(SUPPLIED INFORMATION)
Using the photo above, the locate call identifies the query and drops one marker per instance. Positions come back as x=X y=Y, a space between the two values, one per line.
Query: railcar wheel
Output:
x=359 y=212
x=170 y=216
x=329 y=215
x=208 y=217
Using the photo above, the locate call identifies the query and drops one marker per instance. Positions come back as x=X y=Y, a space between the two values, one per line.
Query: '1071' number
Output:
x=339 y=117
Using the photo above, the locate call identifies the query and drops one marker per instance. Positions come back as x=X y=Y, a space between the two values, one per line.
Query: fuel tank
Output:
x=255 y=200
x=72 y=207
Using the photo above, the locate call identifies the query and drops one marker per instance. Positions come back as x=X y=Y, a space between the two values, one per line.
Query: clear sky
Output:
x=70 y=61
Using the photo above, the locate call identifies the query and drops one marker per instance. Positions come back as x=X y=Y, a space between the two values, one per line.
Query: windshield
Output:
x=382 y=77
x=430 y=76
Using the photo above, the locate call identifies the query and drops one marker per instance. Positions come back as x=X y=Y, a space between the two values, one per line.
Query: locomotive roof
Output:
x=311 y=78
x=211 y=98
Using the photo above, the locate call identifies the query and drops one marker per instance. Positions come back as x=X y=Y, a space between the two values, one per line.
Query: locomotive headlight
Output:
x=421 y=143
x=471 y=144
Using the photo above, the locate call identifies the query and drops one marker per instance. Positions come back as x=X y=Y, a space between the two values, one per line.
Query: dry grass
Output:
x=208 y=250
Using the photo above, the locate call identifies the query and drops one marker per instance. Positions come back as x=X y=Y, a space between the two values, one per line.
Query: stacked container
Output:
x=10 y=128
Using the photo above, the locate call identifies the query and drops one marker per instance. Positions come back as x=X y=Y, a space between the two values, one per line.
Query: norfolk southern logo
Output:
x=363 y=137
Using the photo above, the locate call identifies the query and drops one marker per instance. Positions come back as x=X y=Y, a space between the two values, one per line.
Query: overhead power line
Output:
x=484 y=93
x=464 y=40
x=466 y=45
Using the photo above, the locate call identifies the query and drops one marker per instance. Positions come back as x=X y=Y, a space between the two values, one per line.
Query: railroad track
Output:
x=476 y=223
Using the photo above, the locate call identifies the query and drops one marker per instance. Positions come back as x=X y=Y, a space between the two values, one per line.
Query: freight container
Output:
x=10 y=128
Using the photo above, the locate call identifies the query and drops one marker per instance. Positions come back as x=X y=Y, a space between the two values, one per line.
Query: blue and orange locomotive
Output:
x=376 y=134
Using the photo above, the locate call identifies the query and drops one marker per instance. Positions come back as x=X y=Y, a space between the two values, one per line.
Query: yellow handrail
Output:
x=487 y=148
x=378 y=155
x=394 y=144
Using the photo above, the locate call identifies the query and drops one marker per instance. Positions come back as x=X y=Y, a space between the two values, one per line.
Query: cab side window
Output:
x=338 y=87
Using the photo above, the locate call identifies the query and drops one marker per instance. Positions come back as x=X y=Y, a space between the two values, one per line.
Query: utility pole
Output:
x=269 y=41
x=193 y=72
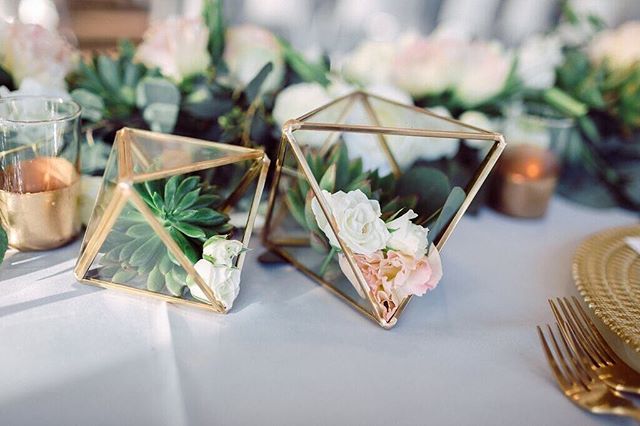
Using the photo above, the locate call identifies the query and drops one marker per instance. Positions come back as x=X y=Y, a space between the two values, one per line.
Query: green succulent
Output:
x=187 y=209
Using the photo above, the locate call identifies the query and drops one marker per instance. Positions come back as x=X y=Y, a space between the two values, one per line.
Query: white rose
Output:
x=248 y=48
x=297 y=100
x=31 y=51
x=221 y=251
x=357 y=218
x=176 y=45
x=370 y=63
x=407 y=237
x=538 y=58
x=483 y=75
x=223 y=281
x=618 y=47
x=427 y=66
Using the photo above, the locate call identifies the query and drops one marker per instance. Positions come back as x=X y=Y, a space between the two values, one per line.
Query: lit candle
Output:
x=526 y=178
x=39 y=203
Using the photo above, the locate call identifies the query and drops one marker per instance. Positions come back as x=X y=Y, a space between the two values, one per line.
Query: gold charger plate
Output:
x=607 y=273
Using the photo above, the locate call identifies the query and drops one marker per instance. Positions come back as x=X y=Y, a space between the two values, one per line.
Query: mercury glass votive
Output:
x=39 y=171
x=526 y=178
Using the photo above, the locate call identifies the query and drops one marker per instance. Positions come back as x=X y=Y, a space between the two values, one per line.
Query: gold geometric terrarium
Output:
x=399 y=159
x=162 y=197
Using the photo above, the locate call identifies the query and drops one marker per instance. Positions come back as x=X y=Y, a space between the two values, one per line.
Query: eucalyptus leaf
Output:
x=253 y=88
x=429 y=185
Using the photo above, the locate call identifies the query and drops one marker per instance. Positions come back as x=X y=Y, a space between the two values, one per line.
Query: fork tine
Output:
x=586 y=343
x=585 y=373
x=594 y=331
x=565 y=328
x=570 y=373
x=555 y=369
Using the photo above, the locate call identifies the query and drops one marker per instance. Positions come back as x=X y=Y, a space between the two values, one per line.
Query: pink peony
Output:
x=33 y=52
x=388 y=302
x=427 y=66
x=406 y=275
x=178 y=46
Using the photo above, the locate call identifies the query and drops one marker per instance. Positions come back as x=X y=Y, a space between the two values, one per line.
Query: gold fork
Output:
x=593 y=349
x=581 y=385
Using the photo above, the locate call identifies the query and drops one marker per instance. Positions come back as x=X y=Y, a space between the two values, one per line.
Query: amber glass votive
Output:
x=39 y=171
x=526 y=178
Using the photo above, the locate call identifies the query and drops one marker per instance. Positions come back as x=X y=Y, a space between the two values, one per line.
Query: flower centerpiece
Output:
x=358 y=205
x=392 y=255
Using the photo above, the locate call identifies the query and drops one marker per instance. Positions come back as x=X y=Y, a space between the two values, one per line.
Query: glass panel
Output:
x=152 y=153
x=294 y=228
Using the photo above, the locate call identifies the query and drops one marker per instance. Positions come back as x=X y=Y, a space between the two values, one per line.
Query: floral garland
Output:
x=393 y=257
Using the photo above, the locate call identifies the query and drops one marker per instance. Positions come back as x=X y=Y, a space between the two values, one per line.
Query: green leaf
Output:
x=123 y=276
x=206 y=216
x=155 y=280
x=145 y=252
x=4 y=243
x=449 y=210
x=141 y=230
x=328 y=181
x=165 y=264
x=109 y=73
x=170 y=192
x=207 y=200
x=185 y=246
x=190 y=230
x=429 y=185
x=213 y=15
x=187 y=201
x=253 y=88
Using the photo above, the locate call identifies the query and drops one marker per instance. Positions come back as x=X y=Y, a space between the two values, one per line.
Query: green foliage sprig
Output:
(End SUPPLIED INFORMATION)
(SUPPLIED INFORMATION)
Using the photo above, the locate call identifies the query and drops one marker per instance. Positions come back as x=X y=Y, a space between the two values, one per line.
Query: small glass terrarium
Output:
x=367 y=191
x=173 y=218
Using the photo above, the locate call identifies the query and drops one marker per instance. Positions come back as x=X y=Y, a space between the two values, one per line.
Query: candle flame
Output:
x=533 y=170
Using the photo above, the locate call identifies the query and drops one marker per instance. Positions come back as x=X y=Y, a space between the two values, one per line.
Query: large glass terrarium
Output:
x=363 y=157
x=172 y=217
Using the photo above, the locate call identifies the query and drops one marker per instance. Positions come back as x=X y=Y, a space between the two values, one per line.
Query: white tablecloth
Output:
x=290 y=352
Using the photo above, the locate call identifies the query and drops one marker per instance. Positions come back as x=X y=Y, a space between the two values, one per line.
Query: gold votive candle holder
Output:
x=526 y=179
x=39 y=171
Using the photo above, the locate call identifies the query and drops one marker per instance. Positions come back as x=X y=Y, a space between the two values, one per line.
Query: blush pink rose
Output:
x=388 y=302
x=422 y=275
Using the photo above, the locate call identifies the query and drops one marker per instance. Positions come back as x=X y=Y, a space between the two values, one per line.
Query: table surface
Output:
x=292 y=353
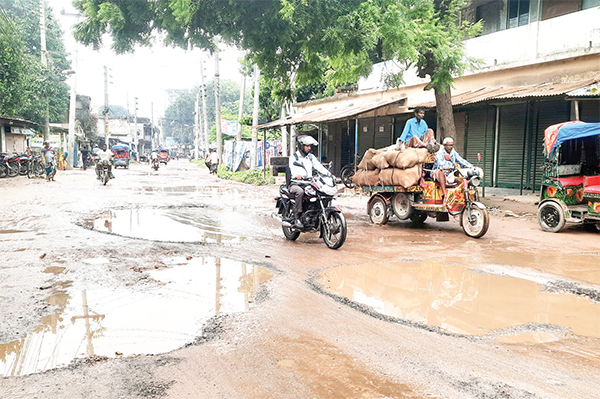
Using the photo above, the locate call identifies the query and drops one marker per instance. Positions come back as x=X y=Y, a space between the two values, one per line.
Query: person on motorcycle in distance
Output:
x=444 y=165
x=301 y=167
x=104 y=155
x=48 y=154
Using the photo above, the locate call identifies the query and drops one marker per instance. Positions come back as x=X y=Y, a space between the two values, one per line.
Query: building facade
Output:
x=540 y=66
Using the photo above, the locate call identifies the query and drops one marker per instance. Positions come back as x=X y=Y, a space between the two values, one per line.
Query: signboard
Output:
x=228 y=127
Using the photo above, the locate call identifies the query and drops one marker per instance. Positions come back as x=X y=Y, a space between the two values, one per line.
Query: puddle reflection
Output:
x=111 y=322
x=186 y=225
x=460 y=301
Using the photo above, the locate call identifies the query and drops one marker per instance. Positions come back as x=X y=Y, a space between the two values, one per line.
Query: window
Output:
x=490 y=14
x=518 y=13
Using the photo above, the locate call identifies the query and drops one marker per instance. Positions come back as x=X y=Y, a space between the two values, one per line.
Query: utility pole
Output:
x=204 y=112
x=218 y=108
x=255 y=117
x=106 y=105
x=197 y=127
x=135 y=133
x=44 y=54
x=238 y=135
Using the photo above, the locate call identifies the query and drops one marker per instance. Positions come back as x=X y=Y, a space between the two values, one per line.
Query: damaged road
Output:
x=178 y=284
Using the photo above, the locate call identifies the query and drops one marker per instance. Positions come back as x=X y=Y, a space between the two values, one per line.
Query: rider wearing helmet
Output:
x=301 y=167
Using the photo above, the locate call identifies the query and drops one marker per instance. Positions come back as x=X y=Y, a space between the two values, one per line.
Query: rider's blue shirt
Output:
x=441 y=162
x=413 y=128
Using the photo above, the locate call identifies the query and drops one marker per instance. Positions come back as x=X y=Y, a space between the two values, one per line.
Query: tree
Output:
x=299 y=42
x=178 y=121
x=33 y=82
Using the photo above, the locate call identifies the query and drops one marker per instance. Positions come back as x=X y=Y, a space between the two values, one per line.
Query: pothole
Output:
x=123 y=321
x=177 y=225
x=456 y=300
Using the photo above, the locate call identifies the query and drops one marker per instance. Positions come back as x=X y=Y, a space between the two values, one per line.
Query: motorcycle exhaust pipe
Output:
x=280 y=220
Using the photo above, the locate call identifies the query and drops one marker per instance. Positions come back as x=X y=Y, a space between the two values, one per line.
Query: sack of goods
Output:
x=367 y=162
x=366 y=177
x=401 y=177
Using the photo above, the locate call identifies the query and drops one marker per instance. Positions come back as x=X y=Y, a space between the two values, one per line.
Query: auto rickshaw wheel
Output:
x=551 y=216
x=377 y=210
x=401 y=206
(End SUPPLIED INFORMATION)
(SUPPLIED INFORMATION)
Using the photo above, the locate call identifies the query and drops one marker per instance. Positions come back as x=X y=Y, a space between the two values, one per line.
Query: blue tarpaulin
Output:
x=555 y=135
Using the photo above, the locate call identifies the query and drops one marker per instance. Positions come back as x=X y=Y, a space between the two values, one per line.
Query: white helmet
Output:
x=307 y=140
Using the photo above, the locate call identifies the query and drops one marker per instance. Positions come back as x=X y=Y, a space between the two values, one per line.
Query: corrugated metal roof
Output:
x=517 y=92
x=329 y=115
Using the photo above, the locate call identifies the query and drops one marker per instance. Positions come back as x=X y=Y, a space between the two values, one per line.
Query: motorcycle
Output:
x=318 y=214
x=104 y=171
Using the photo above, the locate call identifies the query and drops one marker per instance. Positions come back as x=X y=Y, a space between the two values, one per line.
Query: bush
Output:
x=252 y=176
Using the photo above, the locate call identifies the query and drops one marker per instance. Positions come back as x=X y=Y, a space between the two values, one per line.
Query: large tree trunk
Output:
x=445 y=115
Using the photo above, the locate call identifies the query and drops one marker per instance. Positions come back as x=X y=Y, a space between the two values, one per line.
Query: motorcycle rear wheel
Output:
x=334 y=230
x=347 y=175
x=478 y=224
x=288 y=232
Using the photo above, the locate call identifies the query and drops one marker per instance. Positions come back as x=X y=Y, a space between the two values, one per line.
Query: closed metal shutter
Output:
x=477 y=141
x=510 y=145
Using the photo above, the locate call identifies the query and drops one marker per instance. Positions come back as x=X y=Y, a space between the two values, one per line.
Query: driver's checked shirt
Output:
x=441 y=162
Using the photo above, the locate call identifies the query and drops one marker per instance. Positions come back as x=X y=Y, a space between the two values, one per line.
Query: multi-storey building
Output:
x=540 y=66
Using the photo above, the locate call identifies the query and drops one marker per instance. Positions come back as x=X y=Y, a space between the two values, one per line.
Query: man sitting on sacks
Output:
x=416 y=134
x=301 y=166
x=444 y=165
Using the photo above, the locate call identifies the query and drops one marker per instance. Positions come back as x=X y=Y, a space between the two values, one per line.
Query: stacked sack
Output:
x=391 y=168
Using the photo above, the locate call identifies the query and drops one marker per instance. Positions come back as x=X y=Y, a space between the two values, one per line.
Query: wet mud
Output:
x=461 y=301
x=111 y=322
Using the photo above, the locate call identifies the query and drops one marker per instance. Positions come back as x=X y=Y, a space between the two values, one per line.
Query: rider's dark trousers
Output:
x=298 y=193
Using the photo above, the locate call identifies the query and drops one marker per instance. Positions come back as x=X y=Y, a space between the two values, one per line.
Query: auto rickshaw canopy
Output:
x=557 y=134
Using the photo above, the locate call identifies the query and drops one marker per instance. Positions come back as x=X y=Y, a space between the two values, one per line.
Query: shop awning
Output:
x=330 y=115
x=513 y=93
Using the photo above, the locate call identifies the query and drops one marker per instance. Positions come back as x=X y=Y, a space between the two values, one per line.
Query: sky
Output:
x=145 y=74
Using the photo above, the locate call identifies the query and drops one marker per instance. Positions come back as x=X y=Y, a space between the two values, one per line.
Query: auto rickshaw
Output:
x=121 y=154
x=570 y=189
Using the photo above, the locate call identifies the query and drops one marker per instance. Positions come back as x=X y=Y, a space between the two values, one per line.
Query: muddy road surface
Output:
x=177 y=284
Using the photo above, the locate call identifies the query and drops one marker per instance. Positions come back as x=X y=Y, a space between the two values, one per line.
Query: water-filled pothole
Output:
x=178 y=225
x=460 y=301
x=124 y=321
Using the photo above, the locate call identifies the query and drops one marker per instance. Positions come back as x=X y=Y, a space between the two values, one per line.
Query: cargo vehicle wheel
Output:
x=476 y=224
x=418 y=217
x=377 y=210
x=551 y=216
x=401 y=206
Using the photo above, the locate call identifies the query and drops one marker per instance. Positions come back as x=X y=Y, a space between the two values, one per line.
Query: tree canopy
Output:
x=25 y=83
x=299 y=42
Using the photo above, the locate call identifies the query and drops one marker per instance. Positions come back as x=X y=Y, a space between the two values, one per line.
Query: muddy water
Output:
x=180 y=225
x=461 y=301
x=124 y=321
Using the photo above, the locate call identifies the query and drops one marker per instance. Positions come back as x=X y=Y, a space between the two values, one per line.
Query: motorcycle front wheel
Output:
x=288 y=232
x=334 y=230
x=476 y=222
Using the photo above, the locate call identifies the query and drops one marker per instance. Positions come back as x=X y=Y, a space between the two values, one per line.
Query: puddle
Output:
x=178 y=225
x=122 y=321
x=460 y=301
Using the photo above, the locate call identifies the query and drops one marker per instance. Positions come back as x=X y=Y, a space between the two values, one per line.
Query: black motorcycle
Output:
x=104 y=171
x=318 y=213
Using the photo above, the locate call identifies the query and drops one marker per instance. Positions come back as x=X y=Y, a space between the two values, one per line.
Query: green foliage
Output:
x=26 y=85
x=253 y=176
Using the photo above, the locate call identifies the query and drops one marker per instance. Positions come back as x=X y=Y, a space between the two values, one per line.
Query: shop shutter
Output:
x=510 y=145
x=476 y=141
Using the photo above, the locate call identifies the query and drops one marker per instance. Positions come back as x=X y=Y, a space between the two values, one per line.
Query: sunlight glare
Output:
(End SUPPLIED INFORMATION)
ACTION ITEM: Every line that contains the string "pothole" should be copied from the records.

SOLUTION FOR THIS PROBLEM:
Query: pothole
Query: water-filled pothole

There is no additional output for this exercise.